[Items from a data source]

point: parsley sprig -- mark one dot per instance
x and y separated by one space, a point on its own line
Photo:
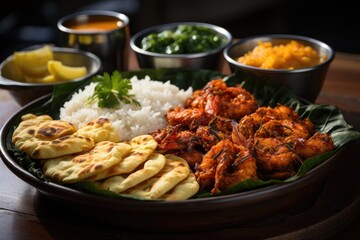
110 91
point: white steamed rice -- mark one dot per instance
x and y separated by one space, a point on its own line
155 98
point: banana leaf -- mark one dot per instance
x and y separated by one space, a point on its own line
326 118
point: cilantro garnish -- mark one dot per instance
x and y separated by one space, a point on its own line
110 91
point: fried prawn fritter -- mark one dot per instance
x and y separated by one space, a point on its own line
249 124
275 156
318 144
217 99
225 165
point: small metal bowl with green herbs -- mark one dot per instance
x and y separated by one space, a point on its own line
190 45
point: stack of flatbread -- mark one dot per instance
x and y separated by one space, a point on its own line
94 153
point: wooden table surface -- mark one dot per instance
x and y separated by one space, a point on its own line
27 214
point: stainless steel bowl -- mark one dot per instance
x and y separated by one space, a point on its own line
205 60
111 45
24 92
304 82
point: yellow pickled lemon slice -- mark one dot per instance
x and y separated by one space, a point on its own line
34 62
46 79
65 73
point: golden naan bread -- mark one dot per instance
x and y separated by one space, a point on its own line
120 183
28 120
69 169
43 149
176 169
183 190
99 129
142 147
41 127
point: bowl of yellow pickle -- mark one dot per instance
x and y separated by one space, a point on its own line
33 72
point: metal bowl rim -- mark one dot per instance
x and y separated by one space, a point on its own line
225 33
319 43
122 17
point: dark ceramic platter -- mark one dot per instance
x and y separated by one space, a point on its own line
188 215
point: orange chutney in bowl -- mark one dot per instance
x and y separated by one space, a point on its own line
95 23
292 55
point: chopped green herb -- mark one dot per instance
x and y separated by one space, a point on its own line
110 91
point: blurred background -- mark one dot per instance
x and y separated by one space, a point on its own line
34 22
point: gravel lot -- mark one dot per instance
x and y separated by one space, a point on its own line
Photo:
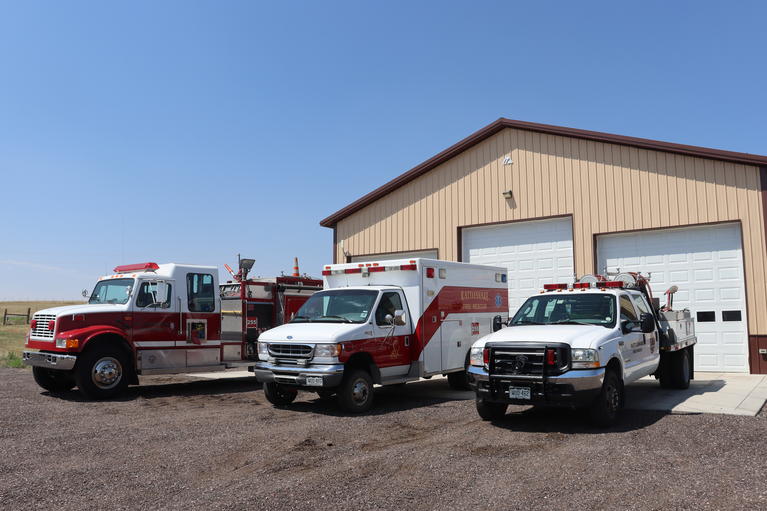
177 443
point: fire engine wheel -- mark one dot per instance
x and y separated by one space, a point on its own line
101 374
53 381
279 395
355 395
604 410
677 373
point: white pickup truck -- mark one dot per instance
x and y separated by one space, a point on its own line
578 346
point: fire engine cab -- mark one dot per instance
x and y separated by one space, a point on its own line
384 322
155 319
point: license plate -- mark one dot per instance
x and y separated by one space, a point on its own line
314 381
519 393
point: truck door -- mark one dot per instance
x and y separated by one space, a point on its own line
393 342
631 344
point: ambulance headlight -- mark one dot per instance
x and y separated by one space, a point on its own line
476 357
584 358
327 350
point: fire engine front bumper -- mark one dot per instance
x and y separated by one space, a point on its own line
319 376
49 360
578 387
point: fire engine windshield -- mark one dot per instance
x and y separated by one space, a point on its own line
112 291
569 309
338 306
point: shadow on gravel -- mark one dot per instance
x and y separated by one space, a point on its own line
548 420
177 389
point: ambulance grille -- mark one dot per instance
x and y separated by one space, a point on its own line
291 350
41 329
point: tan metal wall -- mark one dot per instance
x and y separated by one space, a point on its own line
556 175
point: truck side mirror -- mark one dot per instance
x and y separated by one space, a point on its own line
161 293
497 323
647 322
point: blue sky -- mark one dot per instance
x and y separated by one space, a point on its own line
191 131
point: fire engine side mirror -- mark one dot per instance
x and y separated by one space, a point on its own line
161 293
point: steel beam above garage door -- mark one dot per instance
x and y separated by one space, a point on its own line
706 263
535 252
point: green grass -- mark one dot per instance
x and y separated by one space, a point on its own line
12 336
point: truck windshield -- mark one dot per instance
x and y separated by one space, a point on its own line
339 306
112 291
586 309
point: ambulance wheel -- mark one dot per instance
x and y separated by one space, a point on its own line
605 408
101 373
491 411
53 381
355 395
279 395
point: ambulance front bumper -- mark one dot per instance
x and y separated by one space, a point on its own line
318 376
49 360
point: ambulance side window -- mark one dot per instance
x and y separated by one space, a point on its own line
390 302
200 293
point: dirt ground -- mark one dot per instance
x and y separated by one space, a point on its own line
178 443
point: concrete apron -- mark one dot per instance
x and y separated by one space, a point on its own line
723 393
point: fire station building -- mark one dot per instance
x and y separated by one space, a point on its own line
549 202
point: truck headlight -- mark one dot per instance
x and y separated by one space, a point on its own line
327 350
585 358
476 356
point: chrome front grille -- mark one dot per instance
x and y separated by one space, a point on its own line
41 328
291 350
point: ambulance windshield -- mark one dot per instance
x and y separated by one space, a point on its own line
112 291
337 306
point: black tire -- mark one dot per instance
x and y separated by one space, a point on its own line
491 411
605 408
102 373
53 381
355 395
279 395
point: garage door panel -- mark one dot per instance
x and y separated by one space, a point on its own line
534 253
707 266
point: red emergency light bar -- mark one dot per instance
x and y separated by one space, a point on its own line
136 267
610 284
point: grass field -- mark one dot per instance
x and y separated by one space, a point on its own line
12 335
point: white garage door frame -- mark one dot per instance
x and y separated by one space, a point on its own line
714 256
428 253
535 251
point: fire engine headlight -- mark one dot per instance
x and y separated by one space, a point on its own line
584 358
476 358
327 350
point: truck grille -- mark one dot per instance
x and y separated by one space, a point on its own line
41 329
517 361
291 350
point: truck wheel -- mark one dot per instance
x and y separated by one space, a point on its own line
101 373
355 395
279 395
604 410
53 381
490 411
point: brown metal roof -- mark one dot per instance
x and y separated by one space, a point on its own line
500 124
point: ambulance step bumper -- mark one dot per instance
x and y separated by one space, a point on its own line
49 360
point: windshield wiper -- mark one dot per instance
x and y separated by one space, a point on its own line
339 317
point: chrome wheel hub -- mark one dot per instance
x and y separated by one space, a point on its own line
106 373
360 392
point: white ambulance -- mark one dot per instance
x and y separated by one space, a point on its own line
383 322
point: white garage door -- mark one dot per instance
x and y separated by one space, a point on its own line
707 265
536 253
429 254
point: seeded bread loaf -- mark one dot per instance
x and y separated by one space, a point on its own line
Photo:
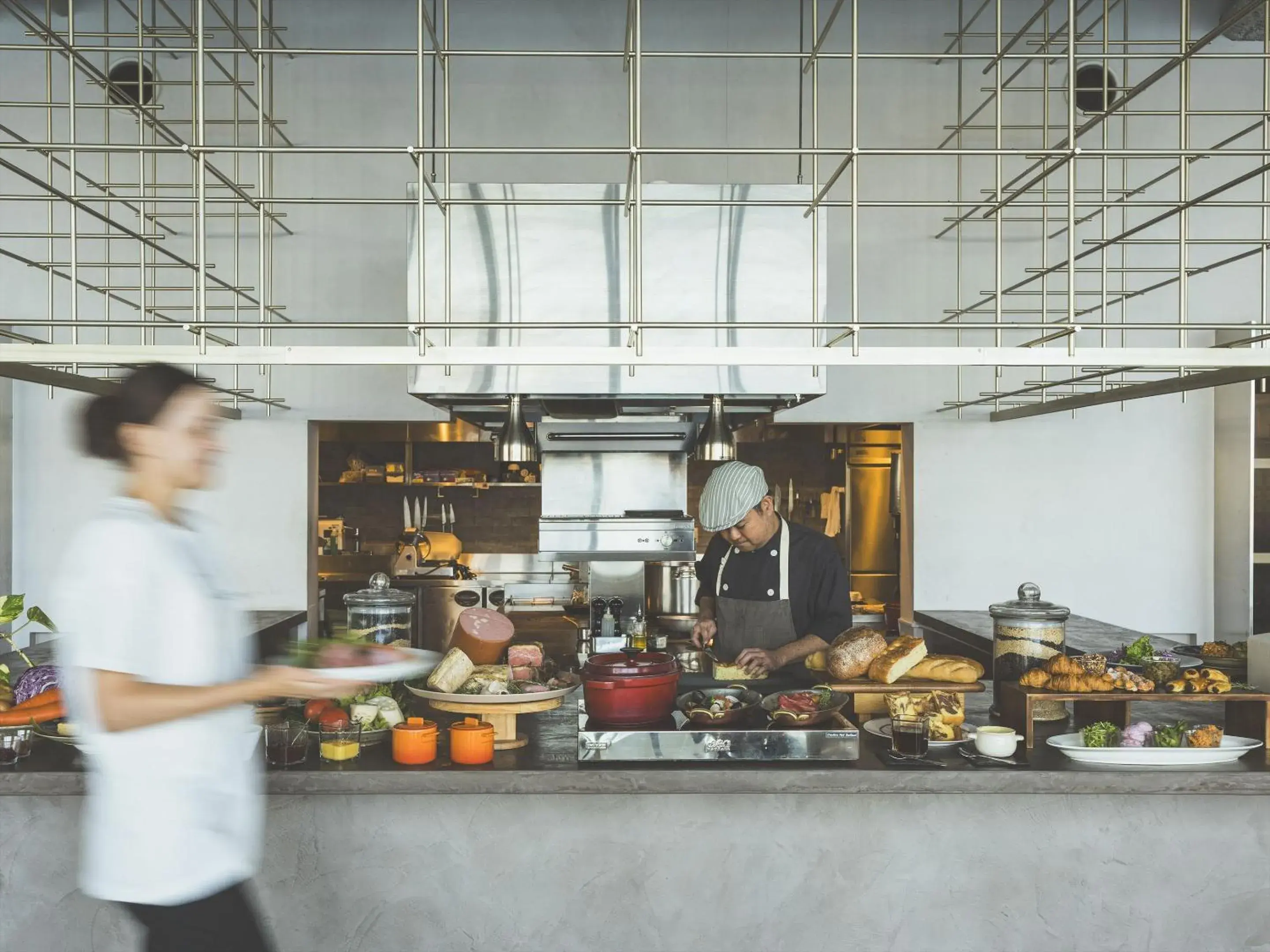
854 651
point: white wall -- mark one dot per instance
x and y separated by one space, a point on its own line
1110 513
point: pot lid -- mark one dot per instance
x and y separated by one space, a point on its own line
380 595
417 724
630 664
471 724
1031 607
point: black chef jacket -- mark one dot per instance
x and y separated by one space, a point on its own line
820 593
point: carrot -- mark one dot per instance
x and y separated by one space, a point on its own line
32 715
45 697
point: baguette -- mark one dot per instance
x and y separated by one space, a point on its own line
897 661
949 668
854 651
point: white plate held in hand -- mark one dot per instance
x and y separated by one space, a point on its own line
415 664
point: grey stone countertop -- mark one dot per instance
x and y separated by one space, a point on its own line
549 765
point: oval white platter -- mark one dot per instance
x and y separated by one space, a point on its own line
415 666
491 699
1233 749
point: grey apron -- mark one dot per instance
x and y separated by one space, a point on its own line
745 624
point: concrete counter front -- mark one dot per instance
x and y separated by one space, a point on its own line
539 852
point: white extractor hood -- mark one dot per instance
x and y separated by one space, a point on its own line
524 267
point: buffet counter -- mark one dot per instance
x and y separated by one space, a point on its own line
540 852
549 765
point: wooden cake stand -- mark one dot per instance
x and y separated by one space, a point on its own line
502 716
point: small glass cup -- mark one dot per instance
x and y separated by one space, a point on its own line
910 735
340 744
286 743
15 746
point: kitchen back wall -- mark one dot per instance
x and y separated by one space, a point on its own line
1110 512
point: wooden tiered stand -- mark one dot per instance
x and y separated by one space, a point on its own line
502 716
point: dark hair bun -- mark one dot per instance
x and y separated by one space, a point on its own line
140 399
102 427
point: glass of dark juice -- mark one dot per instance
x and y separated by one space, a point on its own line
910 736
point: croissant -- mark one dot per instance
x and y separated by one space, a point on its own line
1080 683
1034 678
1062 664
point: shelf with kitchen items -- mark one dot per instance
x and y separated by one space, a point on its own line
327 484
1248 713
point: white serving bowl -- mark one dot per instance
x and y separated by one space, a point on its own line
996 742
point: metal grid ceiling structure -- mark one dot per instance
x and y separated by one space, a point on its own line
149 205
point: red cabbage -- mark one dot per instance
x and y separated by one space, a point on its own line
34 681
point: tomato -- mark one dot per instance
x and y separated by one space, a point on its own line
333 718
314 709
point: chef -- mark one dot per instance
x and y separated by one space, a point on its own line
771 593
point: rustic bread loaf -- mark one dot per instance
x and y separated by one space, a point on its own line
897 661
854 651
950 668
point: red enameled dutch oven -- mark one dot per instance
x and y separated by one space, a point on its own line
631 687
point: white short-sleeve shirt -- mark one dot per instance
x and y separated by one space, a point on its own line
175 810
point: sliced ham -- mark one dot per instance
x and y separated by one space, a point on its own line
525 655
482 635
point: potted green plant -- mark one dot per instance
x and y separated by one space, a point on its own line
11 610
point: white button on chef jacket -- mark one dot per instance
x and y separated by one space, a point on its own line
175 810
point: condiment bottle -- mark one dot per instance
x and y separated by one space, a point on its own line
471 742
415 742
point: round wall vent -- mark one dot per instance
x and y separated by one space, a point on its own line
1096 88
134 84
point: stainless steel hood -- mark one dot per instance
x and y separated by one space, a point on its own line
614 445
616 491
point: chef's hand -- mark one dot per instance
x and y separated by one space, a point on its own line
281 681
756 661
704 632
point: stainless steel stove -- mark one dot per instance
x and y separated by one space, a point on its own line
676 739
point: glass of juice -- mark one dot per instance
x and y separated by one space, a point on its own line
340 744
910 735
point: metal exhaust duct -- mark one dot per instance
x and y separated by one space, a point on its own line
717 442
516 443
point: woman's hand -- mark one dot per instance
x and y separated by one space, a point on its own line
281 681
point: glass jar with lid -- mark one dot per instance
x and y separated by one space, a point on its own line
1025 634
380 614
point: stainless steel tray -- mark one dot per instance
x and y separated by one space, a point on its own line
681 740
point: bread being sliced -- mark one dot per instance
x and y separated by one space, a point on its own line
898 659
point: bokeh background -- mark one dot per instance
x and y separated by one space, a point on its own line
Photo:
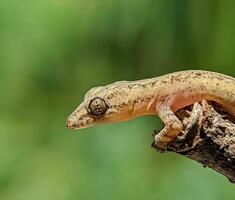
53 51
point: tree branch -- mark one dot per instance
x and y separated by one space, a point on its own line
209 137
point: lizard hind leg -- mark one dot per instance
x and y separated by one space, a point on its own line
171 130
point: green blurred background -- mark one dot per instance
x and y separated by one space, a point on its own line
53 51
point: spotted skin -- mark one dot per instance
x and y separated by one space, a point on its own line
161 96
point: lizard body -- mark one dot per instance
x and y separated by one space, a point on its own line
161 96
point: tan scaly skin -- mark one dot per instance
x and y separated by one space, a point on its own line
161 96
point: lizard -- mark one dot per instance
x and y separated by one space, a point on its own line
161 96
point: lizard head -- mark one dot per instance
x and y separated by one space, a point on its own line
101 105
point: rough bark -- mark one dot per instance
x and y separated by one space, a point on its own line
209 137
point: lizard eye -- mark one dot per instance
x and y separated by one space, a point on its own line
97 107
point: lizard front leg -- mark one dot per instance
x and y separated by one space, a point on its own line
172 128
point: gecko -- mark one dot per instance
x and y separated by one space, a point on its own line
160 96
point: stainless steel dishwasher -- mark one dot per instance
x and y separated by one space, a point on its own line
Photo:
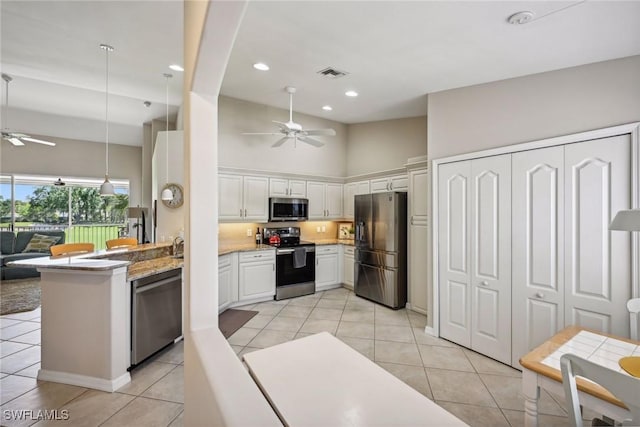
156 313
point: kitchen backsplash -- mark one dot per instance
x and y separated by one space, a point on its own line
236 233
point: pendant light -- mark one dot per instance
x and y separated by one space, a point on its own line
167 194
106 189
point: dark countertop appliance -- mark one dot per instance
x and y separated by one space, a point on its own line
295 262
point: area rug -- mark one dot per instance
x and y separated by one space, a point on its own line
19 295
232 320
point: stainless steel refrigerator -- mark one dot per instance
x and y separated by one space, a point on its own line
381 248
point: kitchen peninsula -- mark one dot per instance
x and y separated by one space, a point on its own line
86 313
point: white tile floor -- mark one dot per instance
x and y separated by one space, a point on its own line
479 390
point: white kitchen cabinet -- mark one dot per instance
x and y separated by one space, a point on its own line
475 260
351 190
391 183
256 275
348 265
243 198
227 281
280 187
418 240
327 267
325 200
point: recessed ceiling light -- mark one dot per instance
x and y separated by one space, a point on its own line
261 66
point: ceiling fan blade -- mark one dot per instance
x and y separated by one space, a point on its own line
280 142
327 132
39 141
311 141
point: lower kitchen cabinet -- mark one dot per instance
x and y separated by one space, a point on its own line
347 272
256 275
227 281
327 267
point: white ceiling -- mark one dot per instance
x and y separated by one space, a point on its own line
396 52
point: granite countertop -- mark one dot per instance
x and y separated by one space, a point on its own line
142 269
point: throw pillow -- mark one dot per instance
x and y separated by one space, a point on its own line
41 243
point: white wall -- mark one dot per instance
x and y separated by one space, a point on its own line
76 159
254 152
385 145
534 107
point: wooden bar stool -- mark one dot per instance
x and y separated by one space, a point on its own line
122 242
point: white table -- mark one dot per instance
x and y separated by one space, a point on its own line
320 381
541 369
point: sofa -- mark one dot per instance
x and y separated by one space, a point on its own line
14 247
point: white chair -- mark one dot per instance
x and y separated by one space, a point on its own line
633 305
624 387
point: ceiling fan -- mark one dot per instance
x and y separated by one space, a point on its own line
294 130
14 137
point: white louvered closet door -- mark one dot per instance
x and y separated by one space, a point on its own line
598 261
490 238
538 249
453 248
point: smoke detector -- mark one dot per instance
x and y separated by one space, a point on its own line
520 18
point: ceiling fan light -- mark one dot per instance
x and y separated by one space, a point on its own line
106 189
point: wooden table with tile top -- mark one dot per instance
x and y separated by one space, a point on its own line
541 369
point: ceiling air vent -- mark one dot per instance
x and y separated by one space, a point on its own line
332 73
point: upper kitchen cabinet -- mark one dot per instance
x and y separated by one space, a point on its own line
243 198
351 190
391 183
325 200
279 187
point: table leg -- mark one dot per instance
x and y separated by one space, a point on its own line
531 393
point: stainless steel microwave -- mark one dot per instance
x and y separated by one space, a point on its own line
284 209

> **WRITTEN INSTRUCTION**
Write out the lines above, starting at the line that contains "point: ceiling fan light" and ending with the final line, and nothing else; copy them exactly.

> **ANSWER TO THE TASK**
point: ceiling fan light -- mark one dot per instance
x and y separated by one space, a point on its own line
106 189
point: wooden table with tile top -- mark one dot per instance
x and y separated by one space, a point on its own line
541 369
point: ceiling air vent -- mark one dot per instance
x and y separated by one space, a point on its own line
332 73
point: upper kitchen cabinet -- mark one dot per instance
x and y separated by one space, a point on its own line
243 198
351 190
391 183
325 200
279 187
point: table leg -- mark one dot per instance
x and y separated by one space, a point on its own line
531 393
point: stainless steel microwave -- mark one dot per instance
x and y separated by one space, a point on its own line
284 209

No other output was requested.